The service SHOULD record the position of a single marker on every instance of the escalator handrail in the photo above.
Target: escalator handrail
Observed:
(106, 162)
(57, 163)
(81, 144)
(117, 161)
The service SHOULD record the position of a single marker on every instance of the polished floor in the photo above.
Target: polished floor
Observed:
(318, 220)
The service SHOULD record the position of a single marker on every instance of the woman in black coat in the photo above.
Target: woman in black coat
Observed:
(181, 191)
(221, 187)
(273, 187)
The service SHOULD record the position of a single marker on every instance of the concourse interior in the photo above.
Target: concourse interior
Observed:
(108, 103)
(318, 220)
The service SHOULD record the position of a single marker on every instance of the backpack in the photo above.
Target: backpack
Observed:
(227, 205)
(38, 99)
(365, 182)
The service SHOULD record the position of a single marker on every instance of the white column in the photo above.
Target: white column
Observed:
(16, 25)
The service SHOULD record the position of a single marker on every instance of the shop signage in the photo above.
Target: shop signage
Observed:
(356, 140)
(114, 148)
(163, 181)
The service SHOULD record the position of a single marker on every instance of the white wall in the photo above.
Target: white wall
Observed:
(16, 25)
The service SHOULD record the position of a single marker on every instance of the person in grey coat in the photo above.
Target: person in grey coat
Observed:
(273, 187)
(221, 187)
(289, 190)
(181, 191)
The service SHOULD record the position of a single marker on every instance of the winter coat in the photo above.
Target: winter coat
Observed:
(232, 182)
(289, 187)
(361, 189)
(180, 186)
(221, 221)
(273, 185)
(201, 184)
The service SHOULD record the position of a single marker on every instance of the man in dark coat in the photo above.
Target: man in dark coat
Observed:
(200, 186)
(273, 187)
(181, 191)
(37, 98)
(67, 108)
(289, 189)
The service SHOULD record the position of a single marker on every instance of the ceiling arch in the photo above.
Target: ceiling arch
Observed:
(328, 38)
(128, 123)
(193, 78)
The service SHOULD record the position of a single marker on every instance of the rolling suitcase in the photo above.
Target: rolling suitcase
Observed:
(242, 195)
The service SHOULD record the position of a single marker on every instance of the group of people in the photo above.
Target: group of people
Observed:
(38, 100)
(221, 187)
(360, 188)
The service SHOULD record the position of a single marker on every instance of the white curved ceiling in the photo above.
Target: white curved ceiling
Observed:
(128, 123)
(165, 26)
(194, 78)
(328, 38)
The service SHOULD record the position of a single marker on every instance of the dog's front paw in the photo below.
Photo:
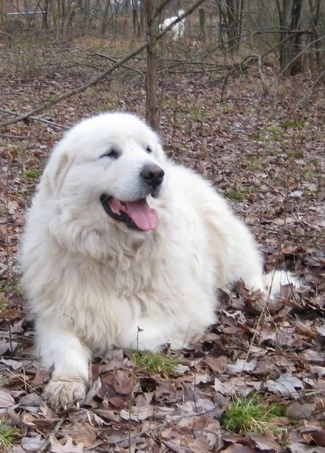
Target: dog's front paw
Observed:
(62, 392)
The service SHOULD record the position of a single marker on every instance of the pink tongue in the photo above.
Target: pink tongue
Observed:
(142, 215)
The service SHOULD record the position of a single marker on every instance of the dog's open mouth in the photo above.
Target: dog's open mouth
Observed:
(137, 215)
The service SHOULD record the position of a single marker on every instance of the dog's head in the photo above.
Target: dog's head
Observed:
(113, 161)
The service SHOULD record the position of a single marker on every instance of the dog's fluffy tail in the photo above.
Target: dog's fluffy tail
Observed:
(275, 279)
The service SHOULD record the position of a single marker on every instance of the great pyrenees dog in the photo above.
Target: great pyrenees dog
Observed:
(124, 248)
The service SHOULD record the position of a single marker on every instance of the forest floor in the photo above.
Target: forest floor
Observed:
(260, 143)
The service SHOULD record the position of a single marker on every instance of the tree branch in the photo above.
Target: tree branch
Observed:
(81, 88)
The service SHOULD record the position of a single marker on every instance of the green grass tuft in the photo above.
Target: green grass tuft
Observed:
(153, 362)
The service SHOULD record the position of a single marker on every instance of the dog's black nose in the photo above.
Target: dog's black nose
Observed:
(152, 174)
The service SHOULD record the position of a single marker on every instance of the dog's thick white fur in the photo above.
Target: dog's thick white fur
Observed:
(124, 248)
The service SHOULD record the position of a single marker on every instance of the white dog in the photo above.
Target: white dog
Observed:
(178, 30)
(124, 248)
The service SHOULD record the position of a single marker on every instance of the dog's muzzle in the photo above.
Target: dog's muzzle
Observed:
(137, 214)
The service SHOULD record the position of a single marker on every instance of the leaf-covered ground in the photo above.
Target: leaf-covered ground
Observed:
(263, 147)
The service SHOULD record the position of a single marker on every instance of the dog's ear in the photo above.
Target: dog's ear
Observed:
(55, 173)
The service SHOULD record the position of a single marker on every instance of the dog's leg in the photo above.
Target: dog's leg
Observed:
(70, 359)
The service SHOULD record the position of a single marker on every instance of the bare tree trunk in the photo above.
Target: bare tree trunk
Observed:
(151, 80)
(2, 17)
(289, 12)
(231, 13)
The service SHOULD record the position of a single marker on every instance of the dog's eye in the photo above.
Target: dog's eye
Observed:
(113, 154)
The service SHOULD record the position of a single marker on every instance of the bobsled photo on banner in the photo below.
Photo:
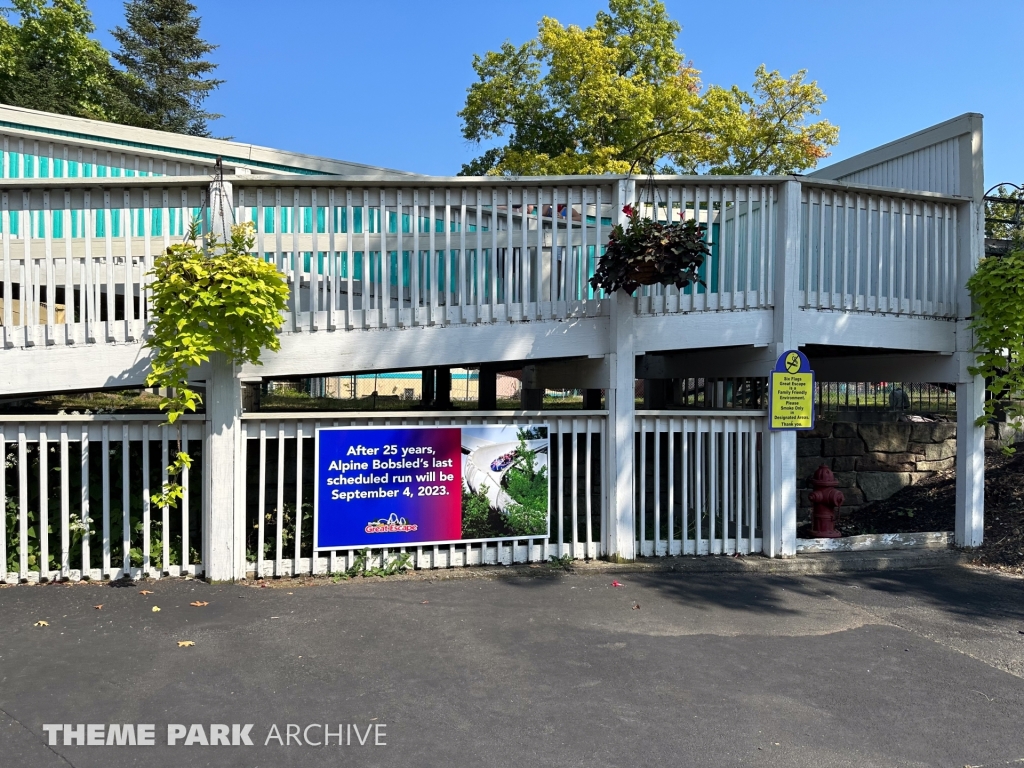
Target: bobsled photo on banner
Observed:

• **The problem**:
Please reproduce the records above exactly, omitting every picture.

• **The completed task**:
The service SHOULD record the position of a single marker on every instance of the escalator handrail in the photo above.
Target: escalator handrail
Observed:
(106, 162)
(57, 163)
(81, 144)
(117, 161)
The service SHOULD record the position of a single marker on every instance of the polished floor in the photo above.
Target: polished floor
Observed:
(318, 220)
The service SHOULD record the position of a single marker on every instance of the woman in black coat in the photo above.
Target: woman in black coat
Observed:
(181, 191)
(221, 187)
(273, 187)
The service SHOULD record the position of a single marker on every instance of the concourse interior in the photo above.
Target: concourse interior
Observed:
(108, 103)
(318, 220)
The service SHOULD record the position of a single marker on every instance of the backpack in the photo above.
Target: backpack
Observed:
(227, 205)
(38, 99)
(365, 182)
The service SHOULD record the position of a single marker on every instance of the white column in the photo above.
Target: white column
Observed:
(16, 25)
The service SHOULD record the position of a single marker on every instance of the shop signage in the photo above.
Target: shop signage
Observed:
(356, 140)
(114, 148)
(163, 181)
The service SHOULD record the position of a single marker on every instance of the white wall in the photo above.
Target: white wall
Observed:
(16, 25)
The service SHOULD record the position of a single marker on every instance of the person in grey coat in the photo above.
Target: person in grey coat
Observed:
(273, 187)
(221, 187)
(289, 190)
(181, 191)
The service SHOULD record the position of a single marker on every instance of the winter coat in the photo above.
Target: winter coat
Observed:
(232, 182)
(289, 187)
(361, 189)
(180, 186)
(221, 221)
(273, 185)
(201, 184)
The service SHOULD record the position of a single marker on every instance of the man in dark coat in the photo above.
Target: man in dark coat
Observed:
(200, 186)
(273, 187)
(181, 191)
(37, 98)
(67, 108)
(289, 189)
The service SHOULD record the position of a single marker on every instance of the ceiling arch in the photo above.
Target: ceiling arch
Observed:
(328, 38)
(128, 123)
(193, 78)
The service SHOULD record the position of a single marker on every instance of the rolling suitcase in the photo above.
Target: rolling suitcase
Observed:
(242, 195)
The service SHOULD record the position of a single marker on every instance of the group of people in the photo above.
Target: group of people
Observed:
(38, 100)
(221, 187)
(360, 188)
The service SHOULD record the position of a single marker on every instance of the white curved ceiling in the photo above.
Target: white curved ceiling
Observed:
(128, 123)
(165, 26)
(194, 78)
(328, 38)
The service SHOULD record the position of a single marker on every instance of the dog's front paw in the photo below.
Photo:
Target: dog's front paw
Observed:
(62, 392)
The service SHOULD record the position of a single marker on every instance of the pink tongue in the photo above.
Target: pink tongue
Observed:
(142, 215)
The service SHOULD record the position of a single marker on every instance of the dog's open mouth in the photo above.
Target: dog's open mouth
Observed:
(137, 215)
The service SHOULD record the position of a single marker on every instance of the dog's head in the photo above.
Target: dog's head
Observed:
(113, 161)
The service SHOULD record the position of a single marker on every instance of the dog's fluffy tail in the photo above.
Target: dog's fluffy tail
Observed:
(275, 279)
The service SHOULD record the position of a single marker on every instance of the great pyrenees dog in the photo above.
Target: great pyrenees dog
Observed:
(124, 248)
The service SHOULD record the position of a single marker on every instance of the forest floor in the photo above.
Target: forest floor
Observed:
(260, 143)
The service SHOULD record the position of a single marker on every instance of the tree branch in the photo above.
Target: tree branch
Observed:
(81, 88)
The service SHOULD record the position of a single marker on every instance of the green grass tuft in the photo above.
Target: green grass tuft
Observed:
(153, 362)
The service SHOULD record the position of a single marker on every instance of the dog's black nose in the photo above.
Target: dog's black nose
Observed:
(152, 174)
The service SHOULD record the position of a single marker on every instance of the dog's thick white fur in the photo above.
Target: dog's thick white fur
Observed:
(124, 248)
The service SHOULD record the position of a single marker on every instance of the white dog in the photo above.
Target: white dog
Observed:
(178, 30)
(124, 248)
The service SHOULD record the position of a single marker on every instance of the dog's muzzle in the photo above.
Target: dog's muzzle
Observed:
(137, 214)
The service SHOULD record the position of a single marker on every instance of the leaf-covered ground in the photo above.
Target: leaf-covered ground
Observed:
(263, 147)
The service SHOULD record the position of a single marker on every instance of the dog's ear in the photo above.
Target: dog's ear
Observed:
(55, 173)
The service SHOULD record the position of a single marker on every instance of the dog's leg in the photo above.
Target: dog's leg
Observed:
(70, 359)
The service SHOULD record the position of a single marker on every instance of the bare tree trunk in the photo above.
Target: bare tree trunk
Observed:
(151, 80)
(2, 17)
(289, 12)
(231, 13)
The service SHOULD record the position of a single marker on every instance of the dog's eye in the photo above.
Target: dog's eye
Observed:
(113, 154)
The service SHOULD record the position of a single marker on every instance of the bobsled photo on banner in the photo below.
Photo:
Target: bobsled photo on banner
Observed:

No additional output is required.